La question sensible du dépistage au travail

Les tests de dépistages restent aujourd'hui sans doute l'un des meilleurs outils de prévention (ou en cas de doute sur l'état d'un salarié) mais, là encore, tout n'est pas permis. En matière d'alcoolémie, l'employeur peut procéder à des contrôles mais il doit respecter un certain nombre de conditions : le test doit être prévu par le règlement intérieur, la contestation des résultats doit être possible et définie, il doit être justifié par la nature de la tâche à accomplir et l'état d'ébriété du salarié doit présenter un danger pour les personnes ou les biens. S'agissant des tests de consommation de drogue, le député déplore le "flou juridique" qui les entoure. Comme il s'agit d'un acte médical – puisqu'il suppose le prélèvement d'un échantillon biologique (salive, urine, sang, etc) – il ne peut être réalisé que par un médecin du travail et les résultats obtenus sont couverts par le secret médical. Selon le député, le dépistage doit a minima obéir aux conditions de ceux des contrôles d'alcoolémie. Dans un avis de 2011, le comité consultatif national d'éthique (CCNE) avait estimé que de tels dépistages n'étaient justifiés que pour des postes ou fonctions de sûreté et de sécurité.

Recommandation

Francis Vercamer recommande d'obliger les entreprises à recenser les postes de sûreté et de sécurité en imposant que leur liste figure au règlement intérieur. Ce recensement pourrait être fait en concertation avec les partenaire sociaux et les services de santé au travail. Il préconise aussi de créer une forme de droit de retrait pour l'employeur qui lui permettrait de prendre une mesure conservatoire d'urgence et de retirer le salarié de son poste.

Francis Vercamer déplore également que l'employeur ne puisse pas imposer de réaliser un test de dépistage "car le médecin du travail jouit d'une indépendance dans la prescription des examens qui lui apparaissent nécessaires, dont les résultats demeurent couverts par le secret médical".

Partir du document unique d'évaluation

Il ne faut pas oublier le document unique d'évaluation qui "permet aussi à l'employeur de déployer une politique de prévention active des risques professionnels dans l'entreprise en associant l'ensemble des acteurs".

Recommandation

Sur ce point Francis Vercamer suggère de développer les initiatives et d'encourager la diffusion de ce type de démarche au sein des TPE-PME où l'employeur est souvent encore plus démuni.

Entrées sources
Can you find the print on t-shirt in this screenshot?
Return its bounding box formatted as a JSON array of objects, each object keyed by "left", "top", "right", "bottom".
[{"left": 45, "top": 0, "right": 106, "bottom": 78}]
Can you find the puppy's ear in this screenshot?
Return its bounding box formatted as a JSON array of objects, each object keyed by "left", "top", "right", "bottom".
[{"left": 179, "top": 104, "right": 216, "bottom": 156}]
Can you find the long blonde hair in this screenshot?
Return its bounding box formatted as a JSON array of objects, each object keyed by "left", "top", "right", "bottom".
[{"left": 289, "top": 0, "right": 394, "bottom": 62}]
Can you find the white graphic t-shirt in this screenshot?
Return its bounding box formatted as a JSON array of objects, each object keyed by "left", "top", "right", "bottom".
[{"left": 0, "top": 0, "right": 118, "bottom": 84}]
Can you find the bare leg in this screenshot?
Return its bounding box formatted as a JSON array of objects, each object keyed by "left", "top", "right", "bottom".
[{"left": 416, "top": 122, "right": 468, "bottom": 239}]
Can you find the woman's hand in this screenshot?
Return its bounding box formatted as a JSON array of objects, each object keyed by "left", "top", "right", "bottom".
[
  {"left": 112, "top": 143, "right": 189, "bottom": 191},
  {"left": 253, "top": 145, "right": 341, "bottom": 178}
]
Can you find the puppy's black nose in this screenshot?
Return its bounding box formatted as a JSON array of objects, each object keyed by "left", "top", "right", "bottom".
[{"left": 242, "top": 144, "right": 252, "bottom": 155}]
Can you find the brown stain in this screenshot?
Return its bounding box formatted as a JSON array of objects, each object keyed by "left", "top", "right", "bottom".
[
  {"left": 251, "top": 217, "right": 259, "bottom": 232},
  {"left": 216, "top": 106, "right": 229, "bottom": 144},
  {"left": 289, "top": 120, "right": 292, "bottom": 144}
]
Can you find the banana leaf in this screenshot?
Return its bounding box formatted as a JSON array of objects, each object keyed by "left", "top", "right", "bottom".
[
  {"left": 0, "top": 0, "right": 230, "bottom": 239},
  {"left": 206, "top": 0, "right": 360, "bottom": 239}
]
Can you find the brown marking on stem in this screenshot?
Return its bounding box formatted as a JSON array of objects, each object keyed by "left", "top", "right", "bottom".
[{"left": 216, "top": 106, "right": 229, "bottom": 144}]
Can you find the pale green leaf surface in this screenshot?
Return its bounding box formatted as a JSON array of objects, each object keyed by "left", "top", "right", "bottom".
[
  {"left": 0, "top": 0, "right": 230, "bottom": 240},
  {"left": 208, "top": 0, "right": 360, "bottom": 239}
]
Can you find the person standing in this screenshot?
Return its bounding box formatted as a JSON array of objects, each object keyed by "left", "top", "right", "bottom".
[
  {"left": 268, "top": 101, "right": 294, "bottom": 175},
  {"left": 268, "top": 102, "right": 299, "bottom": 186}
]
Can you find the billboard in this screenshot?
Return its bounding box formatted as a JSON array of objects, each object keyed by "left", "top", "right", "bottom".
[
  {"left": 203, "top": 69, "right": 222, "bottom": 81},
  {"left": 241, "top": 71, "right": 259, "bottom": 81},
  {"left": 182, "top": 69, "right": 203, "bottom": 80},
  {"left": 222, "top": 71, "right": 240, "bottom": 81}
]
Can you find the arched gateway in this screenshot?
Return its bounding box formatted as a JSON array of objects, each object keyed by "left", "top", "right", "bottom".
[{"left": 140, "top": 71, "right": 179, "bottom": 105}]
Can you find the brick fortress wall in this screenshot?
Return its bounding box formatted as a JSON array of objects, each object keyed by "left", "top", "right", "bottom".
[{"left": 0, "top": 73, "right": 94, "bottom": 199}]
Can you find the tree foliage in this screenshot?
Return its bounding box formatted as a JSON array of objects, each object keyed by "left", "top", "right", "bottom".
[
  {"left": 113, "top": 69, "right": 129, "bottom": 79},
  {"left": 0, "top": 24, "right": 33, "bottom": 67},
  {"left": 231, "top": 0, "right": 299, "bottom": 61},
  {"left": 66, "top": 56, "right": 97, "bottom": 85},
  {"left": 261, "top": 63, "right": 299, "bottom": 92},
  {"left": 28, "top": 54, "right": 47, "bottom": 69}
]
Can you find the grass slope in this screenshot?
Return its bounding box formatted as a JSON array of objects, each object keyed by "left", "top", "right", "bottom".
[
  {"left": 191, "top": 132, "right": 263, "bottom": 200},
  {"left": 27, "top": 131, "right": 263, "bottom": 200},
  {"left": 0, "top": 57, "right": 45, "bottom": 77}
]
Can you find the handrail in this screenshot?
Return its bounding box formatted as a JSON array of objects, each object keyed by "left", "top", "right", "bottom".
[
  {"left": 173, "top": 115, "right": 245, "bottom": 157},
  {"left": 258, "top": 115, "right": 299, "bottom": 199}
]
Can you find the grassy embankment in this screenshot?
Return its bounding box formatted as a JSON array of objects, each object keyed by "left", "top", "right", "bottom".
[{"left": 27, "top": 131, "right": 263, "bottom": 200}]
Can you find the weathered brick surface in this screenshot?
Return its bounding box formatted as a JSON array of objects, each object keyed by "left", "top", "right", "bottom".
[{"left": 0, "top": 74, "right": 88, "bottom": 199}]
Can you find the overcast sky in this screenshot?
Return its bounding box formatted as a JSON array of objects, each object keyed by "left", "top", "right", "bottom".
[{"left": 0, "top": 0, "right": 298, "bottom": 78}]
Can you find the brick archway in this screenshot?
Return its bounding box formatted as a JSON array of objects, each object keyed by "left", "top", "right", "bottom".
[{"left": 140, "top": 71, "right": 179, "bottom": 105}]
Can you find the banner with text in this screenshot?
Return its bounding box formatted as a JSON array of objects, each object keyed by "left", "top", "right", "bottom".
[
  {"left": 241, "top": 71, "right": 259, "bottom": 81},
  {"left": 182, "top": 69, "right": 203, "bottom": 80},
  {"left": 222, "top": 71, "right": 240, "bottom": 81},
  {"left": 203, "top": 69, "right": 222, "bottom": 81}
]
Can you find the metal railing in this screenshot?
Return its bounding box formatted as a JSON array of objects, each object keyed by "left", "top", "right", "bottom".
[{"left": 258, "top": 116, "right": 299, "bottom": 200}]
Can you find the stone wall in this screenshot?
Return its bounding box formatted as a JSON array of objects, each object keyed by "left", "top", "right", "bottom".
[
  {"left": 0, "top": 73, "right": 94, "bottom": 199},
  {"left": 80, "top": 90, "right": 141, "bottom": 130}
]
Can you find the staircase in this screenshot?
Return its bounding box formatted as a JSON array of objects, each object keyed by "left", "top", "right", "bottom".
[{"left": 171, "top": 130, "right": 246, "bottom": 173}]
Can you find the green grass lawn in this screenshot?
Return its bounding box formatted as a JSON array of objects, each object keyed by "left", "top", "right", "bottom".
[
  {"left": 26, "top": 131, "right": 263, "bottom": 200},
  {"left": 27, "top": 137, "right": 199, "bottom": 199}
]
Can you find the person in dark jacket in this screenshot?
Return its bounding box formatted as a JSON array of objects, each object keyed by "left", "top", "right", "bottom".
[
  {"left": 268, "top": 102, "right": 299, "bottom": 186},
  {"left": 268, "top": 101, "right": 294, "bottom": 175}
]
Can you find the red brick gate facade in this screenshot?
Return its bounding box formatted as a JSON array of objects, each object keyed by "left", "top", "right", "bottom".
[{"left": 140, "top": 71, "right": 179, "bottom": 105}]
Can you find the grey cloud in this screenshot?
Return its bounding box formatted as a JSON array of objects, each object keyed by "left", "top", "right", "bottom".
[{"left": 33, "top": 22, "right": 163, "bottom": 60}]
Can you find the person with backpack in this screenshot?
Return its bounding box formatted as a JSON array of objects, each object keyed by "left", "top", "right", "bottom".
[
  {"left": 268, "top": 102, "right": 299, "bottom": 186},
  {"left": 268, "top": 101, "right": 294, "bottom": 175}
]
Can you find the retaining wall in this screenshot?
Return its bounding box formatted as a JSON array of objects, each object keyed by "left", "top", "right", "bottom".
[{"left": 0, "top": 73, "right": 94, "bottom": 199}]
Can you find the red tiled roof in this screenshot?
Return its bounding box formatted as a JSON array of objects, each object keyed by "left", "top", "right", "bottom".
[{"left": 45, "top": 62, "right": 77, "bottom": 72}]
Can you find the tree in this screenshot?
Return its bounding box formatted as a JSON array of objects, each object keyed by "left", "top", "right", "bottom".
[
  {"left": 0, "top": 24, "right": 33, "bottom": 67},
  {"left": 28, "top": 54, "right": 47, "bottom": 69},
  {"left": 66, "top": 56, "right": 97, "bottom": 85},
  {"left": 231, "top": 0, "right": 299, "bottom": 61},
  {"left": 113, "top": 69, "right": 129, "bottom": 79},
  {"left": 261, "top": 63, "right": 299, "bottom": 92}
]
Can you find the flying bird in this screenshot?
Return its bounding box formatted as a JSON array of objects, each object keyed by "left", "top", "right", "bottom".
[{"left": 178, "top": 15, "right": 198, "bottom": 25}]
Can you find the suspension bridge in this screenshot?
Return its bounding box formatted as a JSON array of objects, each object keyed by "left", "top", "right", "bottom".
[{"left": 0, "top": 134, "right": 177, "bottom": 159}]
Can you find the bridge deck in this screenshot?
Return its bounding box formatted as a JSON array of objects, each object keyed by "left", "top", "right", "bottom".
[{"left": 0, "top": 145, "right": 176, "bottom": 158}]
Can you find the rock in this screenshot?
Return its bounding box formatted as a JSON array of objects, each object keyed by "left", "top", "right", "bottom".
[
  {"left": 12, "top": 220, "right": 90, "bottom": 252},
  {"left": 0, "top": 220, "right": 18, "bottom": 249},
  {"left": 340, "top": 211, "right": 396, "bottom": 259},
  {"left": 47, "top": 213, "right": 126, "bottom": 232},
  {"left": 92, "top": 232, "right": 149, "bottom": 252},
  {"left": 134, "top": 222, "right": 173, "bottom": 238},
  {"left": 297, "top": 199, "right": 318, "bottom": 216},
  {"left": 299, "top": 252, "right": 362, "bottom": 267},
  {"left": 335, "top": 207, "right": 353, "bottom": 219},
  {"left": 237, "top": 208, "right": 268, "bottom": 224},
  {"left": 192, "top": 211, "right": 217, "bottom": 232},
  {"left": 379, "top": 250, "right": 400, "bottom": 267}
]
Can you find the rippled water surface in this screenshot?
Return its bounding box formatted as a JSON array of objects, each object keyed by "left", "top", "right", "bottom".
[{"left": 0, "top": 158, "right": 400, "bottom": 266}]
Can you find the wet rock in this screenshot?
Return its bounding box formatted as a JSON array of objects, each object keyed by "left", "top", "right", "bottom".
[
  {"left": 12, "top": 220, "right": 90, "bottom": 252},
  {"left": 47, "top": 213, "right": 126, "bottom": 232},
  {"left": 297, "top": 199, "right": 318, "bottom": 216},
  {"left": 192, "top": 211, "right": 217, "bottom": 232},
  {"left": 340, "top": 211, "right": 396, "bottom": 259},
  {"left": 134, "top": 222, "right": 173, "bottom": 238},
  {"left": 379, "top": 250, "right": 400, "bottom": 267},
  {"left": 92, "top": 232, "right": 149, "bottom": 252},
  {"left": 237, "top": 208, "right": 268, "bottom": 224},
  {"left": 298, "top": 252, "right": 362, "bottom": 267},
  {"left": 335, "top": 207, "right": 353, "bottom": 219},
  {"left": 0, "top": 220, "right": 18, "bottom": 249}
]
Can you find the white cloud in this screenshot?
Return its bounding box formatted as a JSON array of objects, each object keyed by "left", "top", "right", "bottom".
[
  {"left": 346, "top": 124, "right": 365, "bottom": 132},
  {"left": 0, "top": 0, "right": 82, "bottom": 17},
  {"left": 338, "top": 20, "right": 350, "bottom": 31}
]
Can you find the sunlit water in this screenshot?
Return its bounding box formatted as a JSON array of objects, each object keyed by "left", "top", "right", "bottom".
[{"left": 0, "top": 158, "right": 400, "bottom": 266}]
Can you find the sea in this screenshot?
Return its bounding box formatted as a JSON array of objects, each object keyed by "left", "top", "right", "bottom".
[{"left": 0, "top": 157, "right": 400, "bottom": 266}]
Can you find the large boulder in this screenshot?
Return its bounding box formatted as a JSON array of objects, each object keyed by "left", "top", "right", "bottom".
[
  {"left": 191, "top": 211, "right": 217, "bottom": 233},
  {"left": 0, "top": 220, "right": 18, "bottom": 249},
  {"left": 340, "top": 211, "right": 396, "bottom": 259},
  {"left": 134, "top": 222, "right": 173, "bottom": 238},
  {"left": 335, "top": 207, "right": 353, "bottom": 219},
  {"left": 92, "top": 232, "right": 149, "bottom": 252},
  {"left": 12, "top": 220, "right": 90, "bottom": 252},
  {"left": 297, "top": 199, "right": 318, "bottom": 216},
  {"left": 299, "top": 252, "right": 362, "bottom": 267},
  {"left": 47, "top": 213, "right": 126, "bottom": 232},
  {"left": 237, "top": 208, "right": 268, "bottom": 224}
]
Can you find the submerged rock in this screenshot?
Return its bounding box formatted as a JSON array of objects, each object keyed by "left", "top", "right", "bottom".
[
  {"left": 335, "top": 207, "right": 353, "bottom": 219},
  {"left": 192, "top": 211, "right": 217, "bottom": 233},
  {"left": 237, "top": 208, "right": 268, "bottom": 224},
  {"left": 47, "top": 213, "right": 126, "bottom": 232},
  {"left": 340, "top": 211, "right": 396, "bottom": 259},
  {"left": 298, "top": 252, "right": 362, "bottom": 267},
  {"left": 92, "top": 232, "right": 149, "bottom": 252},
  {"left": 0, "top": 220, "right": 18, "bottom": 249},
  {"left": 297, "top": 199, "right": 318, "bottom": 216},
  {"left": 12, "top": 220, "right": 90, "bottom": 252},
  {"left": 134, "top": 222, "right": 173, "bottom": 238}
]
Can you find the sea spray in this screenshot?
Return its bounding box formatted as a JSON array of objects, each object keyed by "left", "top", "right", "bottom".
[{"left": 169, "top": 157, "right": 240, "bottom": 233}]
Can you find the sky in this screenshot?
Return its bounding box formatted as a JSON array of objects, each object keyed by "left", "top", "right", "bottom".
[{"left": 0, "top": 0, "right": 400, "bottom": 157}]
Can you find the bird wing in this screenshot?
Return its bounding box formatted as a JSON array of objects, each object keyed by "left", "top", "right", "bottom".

* **ACTIVITÉ A**
Reprenez le passage du texte sur le dépistage au travail allant de « Francis Vercamer recommande » jusqu'à « de son poste. » inclus, en remplaçant « mesure conservatoire d'urgence » par « mesure provisoire d'urgence ».
* **ACTIVITÉ B**
Dans le texte sur le dépistage au travail, relevez toutes les conditions que l'employeur doit respecter pour procéder à un contrôle d'alcoolémie.
* **ACTIVITÉ C**
Prolongez le texte sur le dépistage au travail après sa dernière phrase.
Ces entrées n'ont aucun rapport avec le texte sur le dépistage au travail.

* **RÉSULTAT A**
Francis Vercamer recommande d'obliger les entreprises à recenser les postes de sûreté et de sécurité en imposant que leur liste figure au règlement intérieur. Ce recensement pourrait être fait en concertation avec les partenaire sociaux et les services de santé au travail. Il préconise aussi de créer une forme de droit de retrait pour l'employeur qui lui permettrait de prendre une mesure provisoire d'urgence et de retirer le salarié de son poste.

* **RÉSULTAT B**
- Le test doit être prévu par le règlement intérieur.
- La contestation des résultats doit être possible et définie.
- Le test doit être justifié par la nature de la tâche à accomplir.
- L'état d'ébriété du salarié doit présenter un danger pour les personnes ou les biens.

* **RÉSULTAT C**
Renforcer le rôle des représentants du personnel

Le député pointe la faible implication des représentants du personnel sur ce dossier. "Le positionnement délicat des représentants du personnel sur ces thématiques entre la prévention des risques professionnels, le respect des libertés individuelles des salariés, la confidentialité de l'état de santé et le risque de sanctions pouvant aller jusqu'au licenciement". Même le CHSCT, principal concerné, n'est pas si armé que cela pour traiter le problème des addictions au travail. S'il est consulté lorsque l'employeur inscrit dans le règlement intérieur des mesures restreignant la consommation de produits psychoactifs et peut faire appel à un expert lorsque l'employeur projette de mettre en place un dispositif de contrôle de dépistage, il n'a pas d'autres moyens d'action. Quant aux partenaires sociaux, le parlementaire déplorent qu'ils n'aient pas profité de l'accord du 19 juin 2013 sur la qualité de vie au travail pour s'emparer du sujet.

Recommandation

Le député propose que ce sujet entre dans le cadre du dialogue social afin de favoriser "une approche encadrée das le cadre d'objectifs rapprochés".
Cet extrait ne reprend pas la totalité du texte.